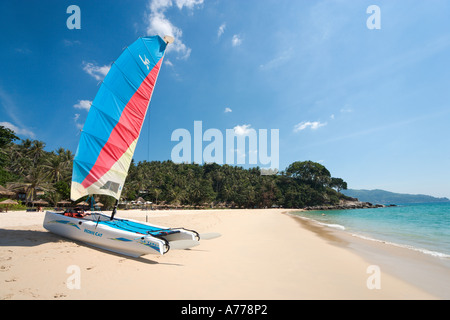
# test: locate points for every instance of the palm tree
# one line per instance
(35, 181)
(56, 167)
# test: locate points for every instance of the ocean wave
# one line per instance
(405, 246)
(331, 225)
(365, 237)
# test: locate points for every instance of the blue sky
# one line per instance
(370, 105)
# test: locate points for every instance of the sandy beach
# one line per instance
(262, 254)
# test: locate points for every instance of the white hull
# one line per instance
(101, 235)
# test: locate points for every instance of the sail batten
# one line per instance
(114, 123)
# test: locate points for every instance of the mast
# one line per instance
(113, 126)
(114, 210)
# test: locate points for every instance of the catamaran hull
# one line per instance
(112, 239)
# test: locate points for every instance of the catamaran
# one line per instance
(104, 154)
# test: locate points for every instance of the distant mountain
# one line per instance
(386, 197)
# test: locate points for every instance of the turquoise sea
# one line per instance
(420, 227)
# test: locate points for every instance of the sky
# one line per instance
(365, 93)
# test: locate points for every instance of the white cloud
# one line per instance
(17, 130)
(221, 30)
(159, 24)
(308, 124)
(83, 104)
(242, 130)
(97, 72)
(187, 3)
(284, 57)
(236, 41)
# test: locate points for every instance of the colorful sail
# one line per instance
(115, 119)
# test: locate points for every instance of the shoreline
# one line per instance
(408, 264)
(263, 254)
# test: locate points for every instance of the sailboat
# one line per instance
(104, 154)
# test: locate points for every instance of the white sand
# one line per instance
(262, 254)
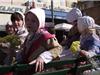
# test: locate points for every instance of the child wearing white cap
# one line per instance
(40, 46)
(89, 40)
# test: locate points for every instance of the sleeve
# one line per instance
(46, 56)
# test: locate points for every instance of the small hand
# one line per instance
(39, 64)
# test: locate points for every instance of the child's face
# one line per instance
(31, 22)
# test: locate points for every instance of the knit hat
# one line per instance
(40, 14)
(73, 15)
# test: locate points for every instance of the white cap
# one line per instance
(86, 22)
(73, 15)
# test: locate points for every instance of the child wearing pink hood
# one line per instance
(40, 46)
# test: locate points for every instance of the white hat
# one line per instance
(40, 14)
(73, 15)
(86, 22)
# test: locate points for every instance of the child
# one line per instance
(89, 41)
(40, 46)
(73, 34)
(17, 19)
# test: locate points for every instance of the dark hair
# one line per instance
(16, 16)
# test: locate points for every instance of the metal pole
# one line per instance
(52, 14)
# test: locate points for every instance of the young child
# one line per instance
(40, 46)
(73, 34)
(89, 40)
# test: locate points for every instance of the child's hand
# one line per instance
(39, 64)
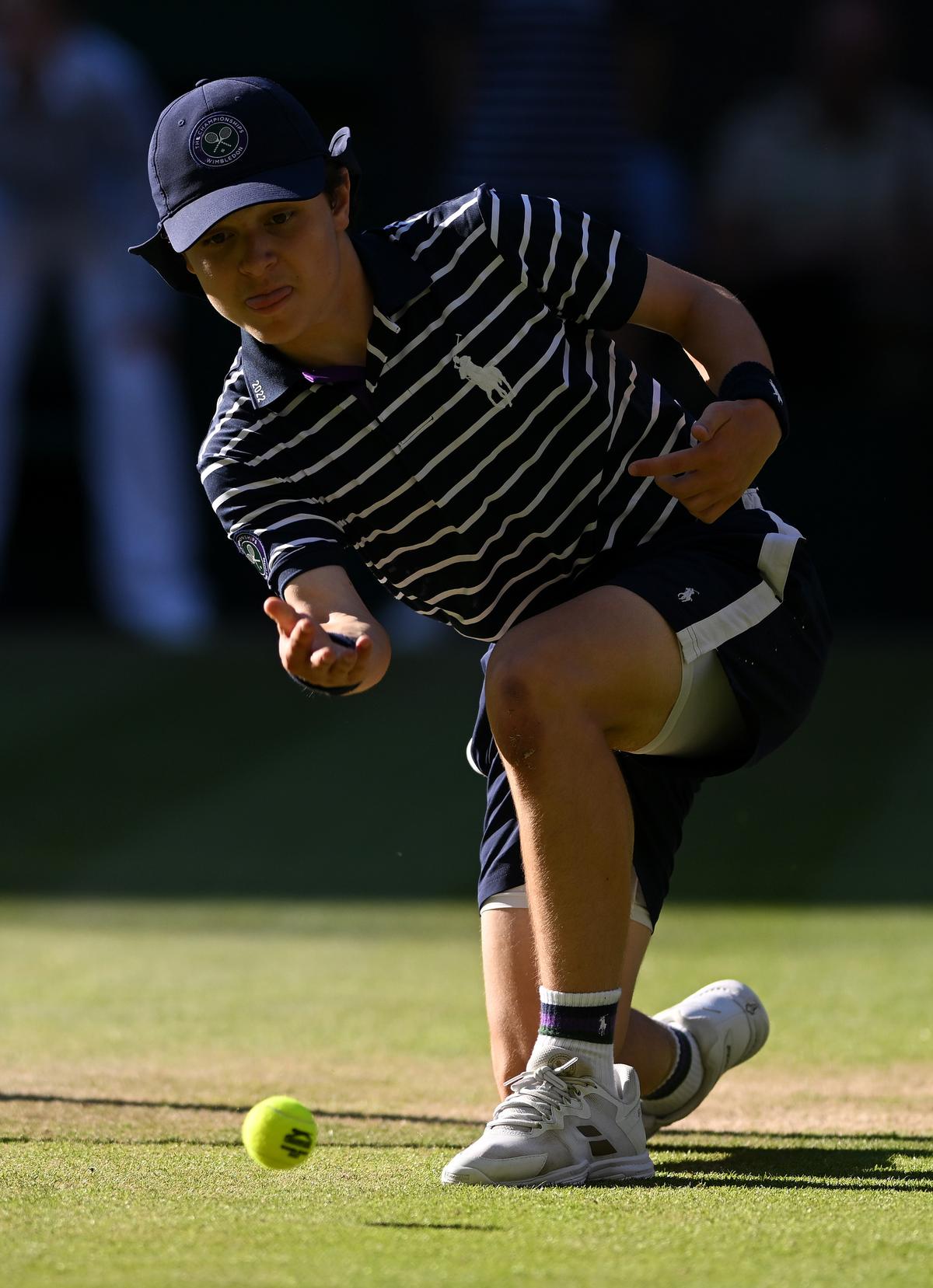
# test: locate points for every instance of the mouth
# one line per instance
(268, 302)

◇ ◇ ◇

Your instructions:
Whenever a line of the data above holds the word "hand", it counts once; report the total number of such lines and nothing more.

Reply to the task:
2